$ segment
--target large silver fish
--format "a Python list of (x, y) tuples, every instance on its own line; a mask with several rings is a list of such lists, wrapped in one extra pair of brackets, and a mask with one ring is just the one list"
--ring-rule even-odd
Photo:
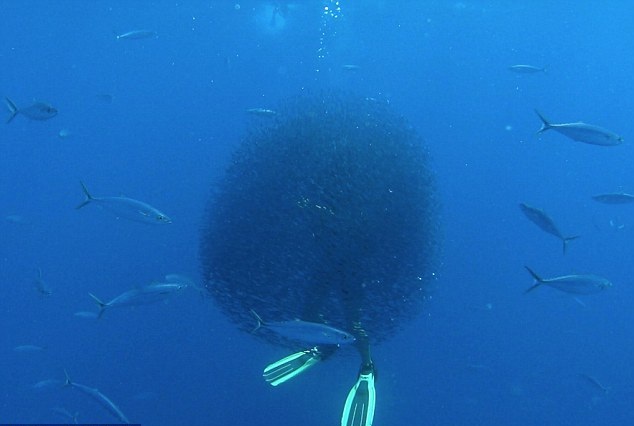
[(253, 332), (266, 327), (282, 337), (315, 344), (342, 345), (355, 341), (352, 334), (326, 324), (301, 320), (264, 322), (253, 309), (251, 313), (258, 322)]
[(108, 410), (110, 414), (112, 414), (117, 419), (119, 419), (120, 422), (126, 425), (130, 424), (130, 420), (128, 420), (126, 415), (123, 414), (123, 411), (121, 411), (121, 409), (117, 407), (117, 405), (114, 402), (112, 402), (110, 398), (108, 398), (106, 395), (100, 392), (99, 389), (91, 388), (86, 385), (82, 385), (81, 383), (71, 381), (70, 376), (68, 375), (66, 370), (64, 370), (64, 374), (66, 374), (66, 380), (64, 381), (64, 386), (75, 388), (81, 391), (82, 393), (88, 395), (89, 397), (97, 401), (99, 404), (101, 404), (102, 407)]
[(606, 288), (612, 287), (612, 283), (609, 280), (597, 275), (563, 275), (561, 277), (542, 278), (528, 266), (525, 266), (525, 268), (535, 279), (535, 284), (529, 287), (525, 293), (535, 290), (541, 285), (547, 285), (571, 294), (600, 293)]
[(99, 306), (97, 318), (101, 318), (107, 308), (148, 305), (160, 302), (185, 287), (187, 286), (181, 283), (152, 283), (121, 293), (110, 302), (103, 302), (94, 294), (88, 294)]
[(537, 74), (540, 72), (546, 72), (546, 67), (536, 67), (534, 65), (511, 65), (510, 71), (517, 74)]
[(141, 40), (144, 38), (158, 38), (156, 31), (134, 30), (127, 33), (117, 34), (117, 40)]
[(582, 123), (581, 121), (576, 123), (553, 124), (540, 114), (539, 111), (535, 110), (535, 112), (542, 120), (542, 127), (537, 133), (543, 133), (546, 130), (553, 129), (572, 140), (589, 143), (591, 145), (613, 146), (623, 142), (621, 136), (602, 127)]
[(546, 212), (538, 209), (537, 207), (532, 207), (528, 204), (520, 203), (520, 209), (531, 222), (539, 227), (539, 229), (551, 235), (554, 235), (563, 242), (564, 254), (566, 254), (568, 242), (579, 238), (579, 235), (565, 237), (561, 233), (561, 231), (559, 231), (559, 228), (557, 228), (557, 225), (555, 225), (555, 222), (551, 219), (551, 217), (546, 214)]
[(100, 205), (117, 218), (123, 217), (137, 222), (152, 224), (172, 223), (172, 220), (165, 213), (162, 213), (149, 204), (128, 197), (93, 197), (90, 192), (88, 192), (86, 185), (81, 181), (80, 183), (86, 199), (79, 204), (76, 209), (81, 209), (93, 203)]
[(10, 123), (18, 114), (22, 114), (31, 120), (38, 121), (48, 120), (49, 118), (53, 118), (57, 115), (57, 110), (44, 102), (34, 102), (28, 107), (18, 108), (11, 99), (4, 98), (4, 100), (7, 104), (7, 108), (9, 109), (9, 118), (7, 119), (7, 123)]
[(625, 192), (593, 195), (592, 199), (604, 204), (627, 204), (634, 202), (634, 195)]

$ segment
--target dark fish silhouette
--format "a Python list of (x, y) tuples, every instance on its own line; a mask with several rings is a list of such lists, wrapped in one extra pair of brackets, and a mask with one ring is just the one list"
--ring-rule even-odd
[(579, 238), (579, 235), (575, 235), (572, 237), (565, 237), (555, 222), (541, 209), (536, 207), (529, 206), (528, 204), (520, 203), (520, 209), (526, 215), (526, 217), (533, 222), (535, 225), (539, 226), (539, 228), (547, 232), (555, 237), (559, 238), (563, 242), (564, 254), (566, 254), (566, 249), (568, 247), (568, 241), (572, 241), (574, 239)]
[(10, 123), (18, 114), (22, 114), (26, 118), (37, 121), (48, 120), (49, 118), (53, 118), (57, 115), (57, 110), (44, 102), (35, 102), (28, 107), (18, 108), (11, 99), (4, 99), (10, 114), (7, 119), (7, 123)]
────────────────────────────────────────
▶ Task directions
Copy out everything from the very start of the rows down through the line containing "34), (117, 40)]", including that line, but leave the picture out.

▶ Result below
$ segment
--target large silver fish
--format "a Python list of (x, y) tuples, every instance on its own line; a mask with several rings is a list of such lists, wrapped in one extra pair of brackets, and a mask with one ring is just the one list"
--ring-rule even-odd
Photo:
[(253, 332), (266, 327), (282, 337), (315, 344), (342, 345), (355, 341), (352, 334), (326, 324), (301, 320), (264, 322), (253, 309), (251, 313), (258, 322)]
[(108, 410), (110, 414), (112, 414), (117, 419), (119, 419), (120, 422), (126, 425), (130, 424), (130, 420), (128, 420), (126, 415), (123, 414), (123, 411), (121, 411), (121, 409), (117, 407), (117, 405), (114, 402), (112, 402), (110, 398), (108, 398), (106, 395), (100, 392), (99, 389), (91, 388), (86, 385), (82, 385), (81, 383), (71, 381), (70, 376), (68, 375), (66, 370), (64, 370), (64, 374), (66, 374), (66, 380), (64, 381), (64, 386), (75, 388), (81, 391), (82, 393), (88, 395), (89, 397), (97, 401), (99, 404), (101, 404), (102, 407)]
[(606, 288), (612, 287), (612, 283), (609, 280), (597, 275), (563, 275), (561, 277), (542, 278), (528, 266), (525, 266), (525, 268), (535, 279), (535, 284), (529, 287), (525, 293), (535, 290), (541, 285), (547, 285), (571, 294), (600, 293)]
[(99, 306), (97, 318), (101, 318), (107, 308), (148, 305), (160, 302), (185, 287), (187, 286), (181, 283), (152, 283), (121, 293), (110, 302), (103, 302), (94, 294), (88, 294)]
[(537, 74), (540, 72), (546, 72), (546, 67), (536, 67), (534, 65), (511, 65), (510, 71), (517, 74)]
[(141, 40), (144, 38), (158, 38), (156, 31), (134, 30), (127, 33), (117, 34), (117, 40)]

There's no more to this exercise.